Data lines
^^^^^^^^

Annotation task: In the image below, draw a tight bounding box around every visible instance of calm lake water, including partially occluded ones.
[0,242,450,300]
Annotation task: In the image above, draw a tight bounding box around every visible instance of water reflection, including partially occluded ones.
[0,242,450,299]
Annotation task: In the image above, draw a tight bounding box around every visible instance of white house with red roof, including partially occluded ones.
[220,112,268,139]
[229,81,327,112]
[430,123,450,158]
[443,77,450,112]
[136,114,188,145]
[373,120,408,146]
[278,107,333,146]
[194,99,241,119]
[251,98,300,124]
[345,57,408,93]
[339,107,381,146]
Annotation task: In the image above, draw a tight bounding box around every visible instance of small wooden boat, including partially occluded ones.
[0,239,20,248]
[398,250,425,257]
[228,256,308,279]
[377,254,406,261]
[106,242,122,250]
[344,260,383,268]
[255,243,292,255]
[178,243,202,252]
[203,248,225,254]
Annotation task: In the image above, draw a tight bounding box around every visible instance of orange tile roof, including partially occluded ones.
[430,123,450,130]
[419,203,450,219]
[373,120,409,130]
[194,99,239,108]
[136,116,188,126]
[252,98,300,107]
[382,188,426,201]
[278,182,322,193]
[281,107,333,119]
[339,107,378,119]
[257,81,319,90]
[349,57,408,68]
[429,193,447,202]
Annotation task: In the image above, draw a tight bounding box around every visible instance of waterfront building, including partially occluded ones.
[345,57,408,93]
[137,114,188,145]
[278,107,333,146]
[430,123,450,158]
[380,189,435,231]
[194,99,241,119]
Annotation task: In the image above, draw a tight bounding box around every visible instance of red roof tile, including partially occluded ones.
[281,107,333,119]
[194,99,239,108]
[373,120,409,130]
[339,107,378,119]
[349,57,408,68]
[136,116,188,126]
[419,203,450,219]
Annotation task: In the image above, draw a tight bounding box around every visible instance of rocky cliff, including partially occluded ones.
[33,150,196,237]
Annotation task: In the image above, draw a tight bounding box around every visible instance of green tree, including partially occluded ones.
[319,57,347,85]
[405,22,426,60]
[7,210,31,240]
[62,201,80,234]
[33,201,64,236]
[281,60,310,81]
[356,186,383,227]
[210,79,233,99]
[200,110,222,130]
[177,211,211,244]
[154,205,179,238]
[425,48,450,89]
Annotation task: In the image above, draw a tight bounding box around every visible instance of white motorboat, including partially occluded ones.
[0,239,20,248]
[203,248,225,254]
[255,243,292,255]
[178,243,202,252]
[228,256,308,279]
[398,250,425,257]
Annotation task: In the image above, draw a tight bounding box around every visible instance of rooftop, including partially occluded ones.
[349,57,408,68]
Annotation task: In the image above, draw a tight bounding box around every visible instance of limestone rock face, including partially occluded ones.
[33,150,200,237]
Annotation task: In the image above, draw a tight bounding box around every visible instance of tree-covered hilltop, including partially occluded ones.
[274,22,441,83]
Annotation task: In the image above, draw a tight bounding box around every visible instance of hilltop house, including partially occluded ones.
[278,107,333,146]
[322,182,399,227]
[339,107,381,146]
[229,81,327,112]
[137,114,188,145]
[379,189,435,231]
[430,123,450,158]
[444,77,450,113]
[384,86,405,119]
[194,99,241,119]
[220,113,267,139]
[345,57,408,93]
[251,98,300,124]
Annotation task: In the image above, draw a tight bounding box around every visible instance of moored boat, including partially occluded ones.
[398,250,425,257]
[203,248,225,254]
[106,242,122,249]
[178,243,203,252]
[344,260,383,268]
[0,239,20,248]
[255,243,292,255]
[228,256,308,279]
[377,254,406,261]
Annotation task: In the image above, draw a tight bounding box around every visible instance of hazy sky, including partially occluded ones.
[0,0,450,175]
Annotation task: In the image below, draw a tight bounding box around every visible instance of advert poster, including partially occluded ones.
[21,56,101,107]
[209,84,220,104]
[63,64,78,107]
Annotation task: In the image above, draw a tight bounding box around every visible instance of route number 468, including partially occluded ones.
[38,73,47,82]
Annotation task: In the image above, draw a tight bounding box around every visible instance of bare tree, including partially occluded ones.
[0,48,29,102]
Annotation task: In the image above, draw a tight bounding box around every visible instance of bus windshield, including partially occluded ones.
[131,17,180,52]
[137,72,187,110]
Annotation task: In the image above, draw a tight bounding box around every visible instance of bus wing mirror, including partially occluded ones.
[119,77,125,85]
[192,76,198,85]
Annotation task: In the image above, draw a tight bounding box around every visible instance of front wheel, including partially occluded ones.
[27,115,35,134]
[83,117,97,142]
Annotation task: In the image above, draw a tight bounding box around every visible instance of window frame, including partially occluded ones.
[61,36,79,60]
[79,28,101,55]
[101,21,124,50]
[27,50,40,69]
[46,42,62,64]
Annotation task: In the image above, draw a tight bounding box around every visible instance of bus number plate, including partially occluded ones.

^^^^^^^^

• **Prompt**: Can you format the rows above, from the one containing "frame, including partially occluded ones." through the last row, as a numbered list with any blank lines left out?

• **In response**:
1. Annotation task: In the image above, draw a tight bounding box around every visible instance of window frame, including partially occluded ones.
2. [61,36,79,60]
3. [79,28,101,55]
4. [101,21,124,50]
5. [27,50,40,69]
6. [46,42,62,64]
7. Annotation task: In the image above, draw a tight bounding box around every visible instance of bus number plate, including partially occluded ones.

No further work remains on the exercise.